**EXERCISE AIM:**
Pictures stay out of your copy, but everything else in the records below must be repeated exactly.
---------- INFORMATION PROVIDED
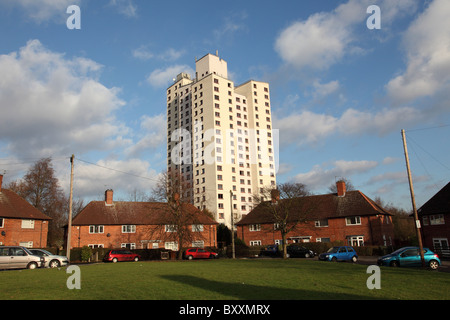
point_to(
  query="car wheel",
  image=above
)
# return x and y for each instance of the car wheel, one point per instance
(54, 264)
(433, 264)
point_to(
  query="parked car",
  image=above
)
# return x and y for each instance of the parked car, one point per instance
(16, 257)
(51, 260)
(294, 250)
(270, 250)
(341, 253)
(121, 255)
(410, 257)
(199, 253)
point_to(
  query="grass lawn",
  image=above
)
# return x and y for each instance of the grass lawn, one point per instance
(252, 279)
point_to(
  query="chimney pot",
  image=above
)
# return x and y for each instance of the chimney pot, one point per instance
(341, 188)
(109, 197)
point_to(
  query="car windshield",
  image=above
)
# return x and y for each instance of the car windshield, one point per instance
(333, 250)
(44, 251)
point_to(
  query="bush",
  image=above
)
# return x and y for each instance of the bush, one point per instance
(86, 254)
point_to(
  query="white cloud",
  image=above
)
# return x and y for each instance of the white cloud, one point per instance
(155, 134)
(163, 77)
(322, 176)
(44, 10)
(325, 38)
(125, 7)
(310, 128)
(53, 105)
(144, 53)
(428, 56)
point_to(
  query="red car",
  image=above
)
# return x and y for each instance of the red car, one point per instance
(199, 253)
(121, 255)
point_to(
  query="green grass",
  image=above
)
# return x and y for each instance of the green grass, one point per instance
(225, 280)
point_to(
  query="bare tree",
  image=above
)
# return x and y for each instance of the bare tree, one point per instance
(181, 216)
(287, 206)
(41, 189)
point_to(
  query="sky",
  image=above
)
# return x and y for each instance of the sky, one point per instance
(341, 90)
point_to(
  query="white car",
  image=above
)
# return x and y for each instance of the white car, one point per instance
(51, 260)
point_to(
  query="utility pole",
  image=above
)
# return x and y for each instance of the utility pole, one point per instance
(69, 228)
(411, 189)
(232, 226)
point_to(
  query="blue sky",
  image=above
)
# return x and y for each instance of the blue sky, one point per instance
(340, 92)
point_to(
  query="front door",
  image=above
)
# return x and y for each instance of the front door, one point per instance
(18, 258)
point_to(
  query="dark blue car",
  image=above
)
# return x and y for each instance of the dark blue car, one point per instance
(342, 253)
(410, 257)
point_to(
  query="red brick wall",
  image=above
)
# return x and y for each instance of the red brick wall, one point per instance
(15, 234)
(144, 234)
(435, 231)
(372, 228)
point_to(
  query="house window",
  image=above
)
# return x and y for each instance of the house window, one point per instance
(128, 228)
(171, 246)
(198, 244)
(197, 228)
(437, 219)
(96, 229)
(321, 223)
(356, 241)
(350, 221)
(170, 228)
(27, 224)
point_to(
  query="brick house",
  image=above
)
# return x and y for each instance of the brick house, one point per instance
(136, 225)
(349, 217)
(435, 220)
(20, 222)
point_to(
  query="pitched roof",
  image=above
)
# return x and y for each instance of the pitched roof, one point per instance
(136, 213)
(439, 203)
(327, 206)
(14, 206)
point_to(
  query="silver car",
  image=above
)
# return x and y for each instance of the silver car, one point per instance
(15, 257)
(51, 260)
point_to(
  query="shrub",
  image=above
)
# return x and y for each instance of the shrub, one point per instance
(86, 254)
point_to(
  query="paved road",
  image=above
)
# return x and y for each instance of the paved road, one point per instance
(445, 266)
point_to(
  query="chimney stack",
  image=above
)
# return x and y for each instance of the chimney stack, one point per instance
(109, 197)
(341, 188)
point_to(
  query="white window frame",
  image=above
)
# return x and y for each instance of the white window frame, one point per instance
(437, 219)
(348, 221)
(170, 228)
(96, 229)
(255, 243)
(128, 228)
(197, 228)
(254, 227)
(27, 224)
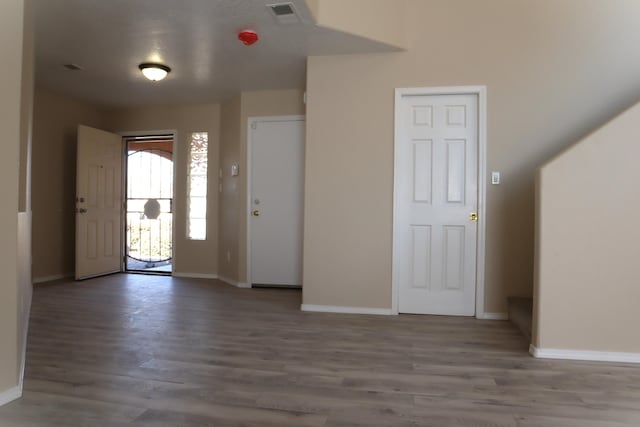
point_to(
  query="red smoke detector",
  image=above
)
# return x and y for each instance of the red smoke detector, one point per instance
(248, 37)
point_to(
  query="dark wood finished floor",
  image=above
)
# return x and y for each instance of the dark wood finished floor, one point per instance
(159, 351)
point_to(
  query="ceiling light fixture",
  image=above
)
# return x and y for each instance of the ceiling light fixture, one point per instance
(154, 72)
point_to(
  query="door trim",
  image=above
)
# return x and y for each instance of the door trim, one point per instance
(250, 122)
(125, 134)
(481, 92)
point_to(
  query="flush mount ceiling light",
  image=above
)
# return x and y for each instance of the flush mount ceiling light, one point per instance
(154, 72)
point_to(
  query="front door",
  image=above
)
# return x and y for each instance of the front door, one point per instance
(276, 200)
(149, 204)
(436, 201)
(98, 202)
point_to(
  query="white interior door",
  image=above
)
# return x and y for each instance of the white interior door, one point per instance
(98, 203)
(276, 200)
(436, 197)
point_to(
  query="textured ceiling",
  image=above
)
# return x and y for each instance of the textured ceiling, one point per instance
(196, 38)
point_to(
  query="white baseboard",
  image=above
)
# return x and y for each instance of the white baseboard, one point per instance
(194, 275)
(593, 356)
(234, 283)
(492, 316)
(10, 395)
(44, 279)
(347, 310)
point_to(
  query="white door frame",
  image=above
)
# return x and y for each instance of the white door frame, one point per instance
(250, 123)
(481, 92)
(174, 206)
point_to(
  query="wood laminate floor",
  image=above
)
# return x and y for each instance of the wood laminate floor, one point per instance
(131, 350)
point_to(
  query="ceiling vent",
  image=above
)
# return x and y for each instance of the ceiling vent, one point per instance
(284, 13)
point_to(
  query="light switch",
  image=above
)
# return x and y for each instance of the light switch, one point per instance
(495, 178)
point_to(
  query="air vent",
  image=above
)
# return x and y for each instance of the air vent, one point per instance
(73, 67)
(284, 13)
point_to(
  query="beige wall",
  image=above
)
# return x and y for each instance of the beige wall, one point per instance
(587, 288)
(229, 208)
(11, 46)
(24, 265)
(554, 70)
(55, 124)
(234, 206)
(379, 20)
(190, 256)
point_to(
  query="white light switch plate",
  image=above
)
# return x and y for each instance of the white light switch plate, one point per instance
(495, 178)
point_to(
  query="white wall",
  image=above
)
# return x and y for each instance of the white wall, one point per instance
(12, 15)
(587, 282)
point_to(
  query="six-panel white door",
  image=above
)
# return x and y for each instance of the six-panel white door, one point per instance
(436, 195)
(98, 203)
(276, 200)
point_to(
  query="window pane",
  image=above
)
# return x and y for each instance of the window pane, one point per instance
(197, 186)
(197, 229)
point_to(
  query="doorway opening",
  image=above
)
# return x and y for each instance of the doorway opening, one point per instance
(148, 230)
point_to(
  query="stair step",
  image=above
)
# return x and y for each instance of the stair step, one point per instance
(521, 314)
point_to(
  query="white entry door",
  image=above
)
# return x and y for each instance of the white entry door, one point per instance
--------------------
**EXERCISE SOLUTION:**
point_to(
  query="car wheel",
  image=above
)
# return x and y for each instance of the car wheel, one point per instance
(54, 264)
(433, 264)
point_to(
  query="parked car",
  image=above
)
# return x and y for each instance of the parked car, one point per instance
(16, 257)
(51, 260)
(294, 250)
(270, 250)
(341, 253)
(121, 255)
(410, 257)
(199, 253)
point_to(
  query="grass lawn",
  image=above
)
# return x and y for each instance of the grass lawn, one point per instance
(252, 279)
point_to(
  query="chimney pot",
  image=above
)
# return x and y for each instance of the chimney pot, one point per instance
(341, 188)
(109, 197)
point_to(
  query="car windshield",
  image=above
)
# return x and y for each instance of the car windshield, one point per instance
(333, 250)
(44, 251)
point_to(
  query="bush",
  image=above
)
# return x and y for each instance of the bush, one point per instance
(86, 254)
point_to(
  query="white cloud",
  image=above
)
# return x and y for each instance of the white cloud, one point per instance
(155, 134)
(163, 77)
(322, 176)
(44, 10)
(325, 38)
(125, 7)
(310, 128)
(53, 105)
(144, 53)
(428, 56)
point_to(
  query="red car",
  image=above
)
# return x and y for each instance of the red car, one point per instance
(199, 253)
(121, 255)
point_to(
  query="green grass",
  image=above
)
# return x and y for each instance of the green grass, one point per instance
(225, 280)
point_to(
  query="bare tree",
  image=above
)
# return x and y for each instance of the bare tree, one point per instance
(181, 216)
(287, 206)
(41, 189)
point_to(
  query="sky",
  image=above
)
# return x and y for each instance of the sky, one point per instance
(341, 90)
point_to(
  query="white car",
  image=above
)
# return x and y for each instance of the white car, one point per instance
(51, 260)
point_to(
  query="utility pole",
  image=above
)
# return x and y for each instance of the utility pole, one point per instance
(69, 228)
(411, 189)
(232, 226)
point_to(
  query="blue sky",
  image=above
)
# return x and y for each instance of the blue sky, one point per instance
(340, 92)
point_to(
  query="front door",
  image=above
)
# return x and y for each instance of the front door, one point per instance
(18, 258)
point_to(
  query="dark blue car",
  image=above
)
# return x and y for each instance of the dark blue car, one point per instance
(342, 253)
(410, 257)
point_to(
  query="red brick wall",
  image=above
)
# return x and y for each instance of the red brick wall, one point per instance
(15, 234)
(144, 234)
(435, 231)
(372, 228)
point_to(
  query="house window",
  image=above
)
# return x and y for each instance of the house window, one point per instance
(128, 228)
(171, 246)
(198, 244)
(197, 228)
(437, 219)
(96, 229)
(321, 223)
(356, 241)
(350, 221)
(170, 228)
(27, 224)
point_to(
  query="brick house",
  image=above
)
# return x and y for each instance of the brick house, one point per instance
(136, 225)
(349, 217)
(435, 220)
(20, 222)
point_to(
  query="pitched roof",
  image=above
)
# return x and y for each instance of the pitched roof, one point per instance
(136, 213)
(439, 203)
(327, 206)
(14, 206)
point_to(
  query="silver car",
  image=above
)
# return x and y for each instance of the silver car, one point per instance
(15, 257)
(51, 260)
point_to(
  query="shrub",
  image=above
)
# return x and y for each instance of the shrub, one point per instance
(86, 254)
point_to(
  query="paved road",
  image=above
)
# return x and y for each instance of the paved road, one point per instance
(445, 266)
point_to(
  query="chimney stack",
  image=above
)
# return x and y for each instance of the chimney stack, one point per instance
(109, 197)
(341, 188)
point_to(
  query="white window frame",
  image=above
)
# return x and y for each instance of the white window frame, one point per instance
(437, 219)
(348, 221)
(170, 228)
(96, 229)
(255, 243)
(128, 228)
(197, 228)
(254, 227)
(27, 224)
point_to(
  query="red smoke detector",
  image=above
)
# return x and y for each instance of the red smoke detector, one point per instance
(248, 37)
point_to(
  query="dark wood finished floor",
  image=above
)
# return x and y for each instance of the dark wood finished floor, one point per instance
(159, 351)
point_to(
  query="ceiling light fixture",
  image=above
)
# return x and y for each instance of the ceiling light fixture, one point per instance
(154, 72)
point_to(
  query="door trim",
  image=above
)
# return x and y for each instance of the door trim, one point per instance
(250, 122)
(125, 134)
(481, 92)
point_to(
  query="flush mount ceiling light",
  image=above
)
# return x and y for each instance of the flush mount ceiling light, one point per instance
(154, 72)
point_to(
  query="front door",
  image=above
)
# return x and y for each instance of the front door, one point per instance
(276, 200)
(149, 204)
(436, 201)
(98, 202)
point_to(
  query="white interior door",
  image=above
)
# return x and y for each instance of the white interior door, one point per instance
(98, 203)
(276, 200)
(436, 197)
point_to(
  query="textured ceiling",
  image=above
)
# return x and y for each instance of the textured ceiling, one point per instance
(196, 38)
point_to(
  query="white baseboard",
  image=above
)
# return x and y for each instance of the white baseboard, one point per instance
(194, 275)
(593, 356)
(234, 283)
(492, 316)
(10, 395)
(44, 279)
(347, 310)
point_to(
  query="white door frame",
  image=above
)
# return x and y for each instance of the white door frame, one point per instance
(250, 123)
(481, 92)
(174, 206)
point_to(
  query="wood laminate floor",
  image=above
)
# return x and y for each instance of the wood laminate floor, one point per instance
(131, 350)
point_to(
  query="ceiling vent",
  image=above
)
# return x and y for each instance of the ceiling vent, one point per instance
(284, 13)
point_to(
  query="light switch",
  image=above
)
# return x and y for each instance of the light switch, one point per instance
(495, 178)
point_to(
  query="air vent",
  image=above
)
# return x and y for each instance of the air vent, one point per instance
(73, 67)
(284, 13)
point_to(
  query="beige wall",
  image=above
)
# return x and y for each instance of the beige wall, one point per instance
(587, 288)
(229, 208)
(11, 46)
(24, 265)
(554, 70)
(55, 124)
(234, 206)
(379, 20)
(190, 256)
point_to(
  query="white light switch plate",
  image=above
)
# return x and y for each instance of the white light switch plate, one point per instance
(495, 178)
point_to(
  query="white wall",
  image=above
)
# return x and y for each instance of the white wall, one point per instance
(12, 15)
(587, 282)
point_to(
  query="six-panel white door",
  image=above
)
# return x and y for each instance of the six-panel white door, one point per instance
(436, 195)
(98, 203)
(276, 200)
point_to(
  query="window pane",
  image=above
)
# return x and y for each instance of the window pane, one point per instance
(197, 186)
(197, 229)
point_to(
  query="doorway opening",
  image=above
)
# return x and y for each instance of the doorway opening, one point per instance
(148, 230)
point_to(
  query="stair step",
  image=above
)
# return x and y for each instance of the stair step, one point per instance
(521, 314)
point_to(
  query="white entry door",
  image=above
)
# return x and y for each instance of the white entry door, one point per instance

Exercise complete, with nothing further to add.